### EXERCISE INSTRUCTIONS
Needed from the entries below: every line that holds the word "positive".

### STUDY MATERIAL
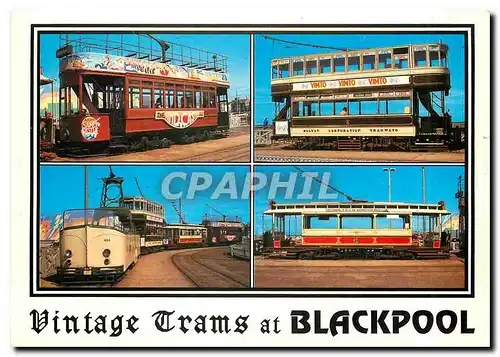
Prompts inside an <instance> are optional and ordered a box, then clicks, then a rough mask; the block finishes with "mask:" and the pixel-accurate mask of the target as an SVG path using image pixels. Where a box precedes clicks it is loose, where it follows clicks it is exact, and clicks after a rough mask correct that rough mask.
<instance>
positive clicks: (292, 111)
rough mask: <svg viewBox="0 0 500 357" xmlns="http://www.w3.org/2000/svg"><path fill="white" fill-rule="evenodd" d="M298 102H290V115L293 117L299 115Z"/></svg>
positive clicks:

---

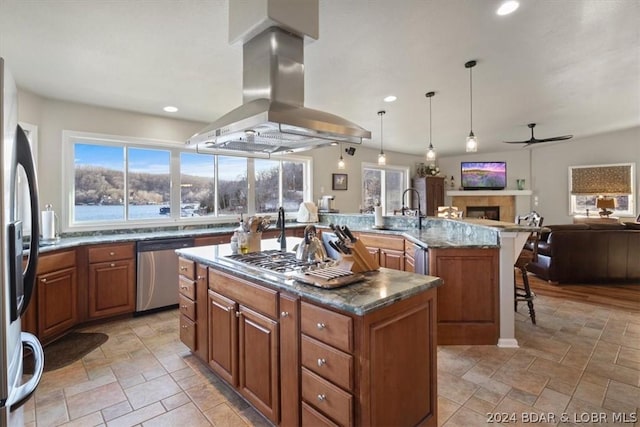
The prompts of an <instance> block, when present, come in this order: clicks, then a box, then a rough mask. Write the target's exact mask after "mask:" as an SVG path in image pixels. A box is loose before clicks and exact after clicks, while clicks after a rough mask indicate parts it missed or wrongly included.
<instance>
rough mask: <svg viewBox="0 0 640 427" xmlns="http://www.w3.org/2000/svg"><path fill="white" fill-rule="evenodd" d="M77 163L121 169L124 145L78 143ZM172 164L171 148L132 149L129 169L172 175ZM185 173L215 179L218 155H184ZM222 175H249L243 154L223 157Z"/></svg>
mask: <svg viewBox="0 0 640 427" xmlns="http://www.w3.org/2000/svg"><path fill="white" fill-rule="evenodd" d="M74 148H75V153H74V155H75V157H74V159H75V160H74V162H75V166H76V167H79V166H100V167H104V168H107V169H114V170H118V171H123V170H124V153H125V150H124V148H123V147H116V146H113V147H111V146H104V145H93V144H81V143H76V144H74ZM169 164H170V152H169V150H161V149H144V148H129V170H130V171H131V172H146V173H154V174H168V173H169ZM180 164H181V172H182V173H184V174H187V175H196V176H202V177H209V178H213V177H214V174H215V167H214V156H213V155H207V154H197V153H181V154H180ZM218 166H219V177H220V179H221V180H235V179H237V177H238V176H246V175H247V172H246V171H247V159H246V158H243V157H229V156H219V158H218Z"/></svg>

### OUTPUT FOR THIS EXERCISE
positive clicks: (292, 111)
positive clicks:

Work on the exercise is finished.